STATED EXERCISE
Print the rows unchanged, starting at the line that contains "Mark each instance of the pair" and stopping after the line that contains "x=539 y=209".

RECORDS FOR THIS EXERCISE
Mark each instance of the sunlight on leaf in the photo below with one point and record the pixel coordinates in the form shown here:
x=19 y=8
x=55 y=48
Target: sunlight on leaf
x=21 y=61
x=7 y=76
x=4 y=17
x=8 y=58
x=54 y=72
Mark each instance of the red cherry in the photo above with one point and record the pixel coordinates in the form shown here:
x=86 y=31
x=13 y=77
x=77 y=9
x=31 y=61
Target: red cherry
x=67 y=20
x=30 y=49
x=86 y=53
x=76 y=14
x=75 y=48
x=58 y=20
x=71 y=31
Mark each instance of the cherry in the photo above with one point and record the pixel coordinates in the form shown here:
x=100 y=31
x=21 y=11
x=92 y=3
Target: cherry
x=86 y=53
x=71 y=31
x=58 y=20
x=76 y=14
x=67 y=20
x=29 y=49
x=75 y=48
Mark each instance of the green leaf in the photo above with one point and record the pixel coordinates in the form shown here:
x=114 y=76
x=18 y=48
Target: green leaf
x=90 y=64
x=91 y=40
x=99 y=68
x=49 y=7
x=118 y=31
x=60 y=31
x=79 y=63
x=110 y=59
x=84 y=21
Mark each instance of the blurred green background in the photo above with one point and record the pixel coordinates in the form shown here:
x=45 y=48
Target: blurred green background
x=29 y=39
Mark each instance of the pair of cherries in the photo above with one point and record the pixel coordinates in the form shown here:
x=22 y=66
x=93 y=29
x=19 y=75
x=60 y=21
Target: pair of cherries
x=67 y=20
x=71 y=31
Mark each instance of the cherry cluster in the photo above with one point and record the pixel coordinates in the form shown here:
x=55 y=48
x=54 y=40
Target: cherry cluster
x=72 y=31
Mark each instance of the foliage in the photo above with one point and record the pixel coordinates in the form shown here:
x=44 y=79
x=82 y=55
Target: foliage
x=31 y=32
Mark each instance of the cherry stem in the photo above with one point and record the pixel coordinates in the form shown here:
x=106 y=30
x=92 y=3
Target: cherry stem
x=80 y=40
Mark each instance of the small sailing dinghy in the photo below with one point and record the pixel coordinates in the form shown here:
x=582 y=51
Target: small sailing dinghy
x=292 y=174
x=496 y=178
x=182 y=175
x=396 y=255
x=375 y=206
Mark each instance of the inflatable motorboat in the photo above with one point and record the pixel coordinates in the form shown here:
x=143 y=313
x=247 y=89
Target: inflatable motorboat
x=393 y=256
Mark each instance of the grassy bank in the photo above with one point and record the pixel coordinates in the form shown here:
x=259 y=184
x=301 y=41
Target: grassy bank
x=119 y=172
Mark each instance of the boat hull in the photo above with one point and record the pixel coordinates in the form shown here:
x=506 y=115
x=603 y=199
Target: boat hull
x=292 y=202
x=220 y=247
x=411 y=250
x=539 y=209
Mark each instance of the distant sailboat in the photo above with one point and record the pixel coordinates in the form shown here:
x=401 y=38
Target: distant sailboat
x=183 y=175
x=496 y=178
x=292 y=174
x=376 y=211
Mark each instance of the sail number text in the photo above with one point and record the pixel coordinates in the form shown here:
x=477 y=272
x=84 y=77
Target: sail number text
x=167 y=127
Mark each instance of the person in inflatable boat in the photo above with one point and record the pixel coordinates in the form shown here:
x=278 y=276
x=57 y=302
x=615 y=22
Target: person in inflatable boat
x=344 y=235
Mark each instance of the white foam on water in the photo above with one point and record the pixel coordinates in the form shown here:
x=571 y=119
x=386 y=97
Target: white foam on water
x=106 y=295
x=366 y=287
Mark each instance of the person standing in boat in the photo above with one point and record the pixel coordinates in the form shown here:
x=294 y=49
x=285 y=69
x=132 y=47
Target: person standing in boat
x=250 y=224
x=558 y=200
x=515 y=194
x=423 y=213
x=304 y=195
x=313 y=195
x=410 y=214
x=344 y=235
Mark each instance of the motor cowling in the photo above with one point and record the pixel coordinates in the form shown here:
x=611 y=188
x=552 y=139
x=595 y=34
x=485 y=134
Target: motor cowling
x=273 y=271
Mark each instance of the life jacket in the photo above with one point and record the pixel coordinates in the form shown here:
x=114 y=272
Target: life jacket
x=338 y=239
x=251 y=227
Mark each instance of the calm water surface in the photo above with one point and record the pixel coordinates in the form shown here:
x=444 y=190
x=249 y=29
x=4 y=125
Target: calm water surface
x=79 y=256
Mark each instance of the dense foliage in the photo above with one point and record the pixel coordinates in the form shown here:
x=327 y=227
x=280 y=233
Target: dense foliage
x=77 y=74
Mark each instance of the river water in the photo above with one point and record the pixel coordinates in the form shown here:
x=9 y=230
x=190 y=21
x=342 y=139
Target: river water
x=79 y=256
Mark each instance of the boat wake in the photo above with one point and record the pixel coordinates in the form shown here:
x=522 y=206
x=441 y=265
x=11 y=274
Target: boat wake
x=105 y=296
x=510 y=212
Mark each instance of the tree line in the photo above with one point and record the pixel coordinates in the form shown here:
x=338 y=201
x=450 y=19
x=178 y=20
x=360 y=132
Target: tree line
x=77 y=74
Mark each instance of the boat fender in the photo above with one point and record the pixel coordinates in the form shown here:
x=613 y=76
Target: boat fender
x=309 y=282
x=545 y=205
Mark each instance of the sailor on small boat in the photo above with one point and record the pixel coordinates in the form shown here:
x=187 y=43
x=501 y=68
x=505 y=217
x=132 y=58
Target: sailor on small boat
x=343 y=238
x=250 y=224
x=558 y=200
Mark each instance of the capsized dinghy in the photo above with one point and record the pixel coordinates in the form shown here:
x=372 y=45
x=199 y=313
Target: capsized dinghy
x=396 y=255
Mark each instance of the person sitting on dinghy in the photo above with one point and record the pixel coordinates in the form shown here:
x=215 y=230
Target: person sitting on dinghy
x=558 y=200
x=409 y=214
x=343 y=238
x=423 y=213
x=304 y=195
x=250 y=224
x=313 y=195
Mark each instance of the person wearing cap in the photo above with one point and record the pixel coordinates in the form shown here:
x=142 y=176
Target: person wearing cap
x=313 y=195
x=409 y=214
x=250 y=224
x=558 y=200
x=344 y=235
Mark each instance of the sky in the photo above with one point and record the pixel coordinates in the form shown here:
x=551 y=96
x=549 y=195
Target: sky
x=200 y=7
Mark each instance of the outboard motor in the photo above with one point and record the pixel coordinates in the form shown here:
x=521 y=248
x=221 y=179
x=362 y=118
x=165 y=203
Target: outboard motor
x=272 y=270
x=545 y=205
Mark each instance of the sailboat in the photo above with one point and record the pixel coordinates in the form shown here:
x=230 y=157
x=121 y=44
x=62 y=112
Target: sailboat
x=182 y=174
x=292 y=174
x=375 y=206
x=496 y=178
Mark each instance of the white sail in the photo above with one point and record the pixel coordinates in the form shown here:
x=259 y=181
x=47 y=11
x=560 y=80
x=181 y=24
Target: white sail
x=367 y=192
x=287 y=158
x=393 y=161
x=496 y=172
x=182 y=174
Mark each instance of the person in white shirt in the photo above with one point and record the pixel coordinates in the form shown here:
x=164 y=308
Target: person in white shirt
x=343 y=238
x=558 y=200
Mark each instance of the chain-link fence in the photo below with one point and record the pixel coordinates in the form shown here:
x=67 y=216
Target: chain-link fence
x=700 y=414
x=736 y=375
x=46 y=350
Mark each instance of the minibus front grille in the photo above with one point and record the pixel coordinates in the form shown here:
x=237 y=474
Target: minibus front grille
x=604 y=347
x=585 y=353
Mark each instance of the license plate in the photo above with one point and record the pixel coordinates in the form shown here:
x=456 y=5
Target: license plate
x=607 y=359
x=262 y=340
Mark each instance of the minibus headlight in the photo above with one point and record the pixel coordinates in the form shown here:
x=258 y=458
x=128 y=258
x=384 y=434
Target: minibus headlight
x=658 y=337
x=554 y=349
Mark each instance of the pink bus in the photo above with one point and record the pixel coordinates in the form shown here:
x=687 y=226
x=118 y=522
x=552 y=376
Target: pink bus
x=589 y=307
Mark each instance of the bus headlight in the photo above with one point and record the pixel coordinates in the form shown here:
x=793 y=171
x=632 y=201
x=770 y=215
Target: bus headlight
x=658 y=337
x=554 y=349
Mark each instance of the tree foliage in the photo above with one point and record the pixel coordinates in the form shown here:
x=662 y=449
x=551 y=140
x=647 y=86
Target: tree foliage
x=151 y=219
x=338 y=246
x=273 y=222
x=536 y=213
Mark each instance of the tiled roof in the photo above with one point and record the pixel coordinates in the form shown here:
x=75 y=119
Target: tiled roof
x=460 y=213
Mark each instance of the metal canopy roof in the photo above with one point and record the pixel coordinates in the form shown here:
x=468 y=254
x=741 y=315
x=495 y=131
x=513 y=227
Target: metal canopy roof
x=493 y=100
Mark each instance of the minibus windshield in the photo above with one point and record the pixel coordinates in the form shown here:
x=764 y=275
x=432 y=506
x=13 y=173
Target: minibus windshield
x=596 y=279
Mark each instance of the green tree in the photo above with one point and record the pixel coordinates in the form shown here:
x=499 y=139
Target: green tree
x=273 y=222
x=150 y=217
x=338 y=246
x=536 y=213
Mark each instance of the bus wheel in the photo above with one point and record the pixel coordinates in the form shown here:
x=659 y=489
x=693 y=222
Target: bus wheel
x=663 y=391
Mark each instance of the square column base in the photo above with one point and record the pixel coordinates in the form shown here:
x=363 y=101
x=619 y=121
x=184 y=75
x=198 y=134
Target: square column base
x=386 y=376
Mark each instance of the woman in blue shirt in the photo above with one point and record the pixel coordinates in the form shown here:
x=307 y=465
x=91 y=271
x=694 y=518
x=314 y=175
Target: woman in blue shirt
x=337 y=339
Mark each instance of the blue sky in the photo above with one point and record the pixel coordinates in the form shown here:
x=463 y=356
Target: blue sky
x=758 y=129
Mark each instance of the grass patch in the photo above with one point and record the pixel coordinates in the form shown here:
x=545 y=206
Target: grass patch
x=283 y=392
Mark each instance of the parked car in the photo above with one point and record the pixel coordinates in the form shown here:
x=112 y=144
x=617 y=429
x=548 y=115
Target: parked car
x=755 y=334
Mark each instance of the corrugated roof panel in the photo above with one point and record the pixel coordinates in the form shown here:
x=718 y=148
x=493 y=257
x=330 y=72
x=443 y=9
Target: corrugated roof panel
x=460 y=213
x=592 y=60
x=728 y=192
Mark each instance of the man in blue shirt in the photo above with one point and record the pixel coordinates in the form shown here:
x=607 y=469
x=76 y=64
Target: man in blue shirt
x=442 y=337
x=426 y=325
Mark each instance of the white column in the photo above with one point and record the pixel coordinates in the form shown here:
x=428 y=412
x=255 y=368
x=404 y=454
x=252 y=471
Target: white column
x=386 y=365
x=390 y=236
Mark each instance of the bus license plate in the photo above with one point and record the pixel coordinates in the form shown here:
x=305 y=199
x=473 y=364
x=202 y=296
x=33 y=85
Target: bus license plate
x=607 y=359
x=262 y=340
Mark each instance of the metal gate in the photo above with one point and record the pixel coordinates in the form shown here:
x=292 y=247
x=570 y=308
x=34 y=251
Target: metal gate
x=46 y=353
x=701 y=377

TASK ANSWER
Mark each instance of the pair of cherries in the photo above with one point and record the pixel coordinates in the form shown here:
x=22 y=66
x=93 y=29
x=19 y=75
x=60 y=21
Target: pair of cherries
x=67 y=20
x=71 y=31
Mark each instance of the cherry cluster in the photo above with one point and record the pixel coordinates in the form shown here:
x=55 y=48
x=54 y=40
Target: cherry cluster
x=72 y=31
Mark each instance of the foliage in the photo above with one point and record the pixel coordinates in the form shown here:
x=44 y=79
x=82 y=55
Target: foliage
x=31 y=32
Mark each instance of the cherry stem in the photo above with one point and record the pixel coordinates in the form shown here:
x=106 y=30
x=92 y=3
Target: cherry stem
x=80 y=40
Mark each instance of the small sailing dinghy in the photo below with one point and record the pixel coordinates in the form shown here:
x=582 y=51
Target: small sailing dinghy
x=292 y=174
x=496 y=178
x=182 y=175
x=396 y=255
x=375 y=206
Mark each instance of the inflatable motorboat in the photo above with one point and record the pixel coordinates in the form shown here:
x=143 y=313
x=247 y=89
Target: inflatable motorboat
x=393 y=256
Mark each instance of the grassy bank in the photo above with one point and record the pixel coordinates in the form shown here:
x=259 y=184
x=301 y=41
Target: grassy bank
x=119 y=172
Mark each instance of the boat hull in the photo above with one point and record the pixel coordinates in the form shown here:
x=506 y=115
x=603 y=199
Target: boat hull
x=292 y=202
x=220 y=247
x=411 y=250
x=539 y=209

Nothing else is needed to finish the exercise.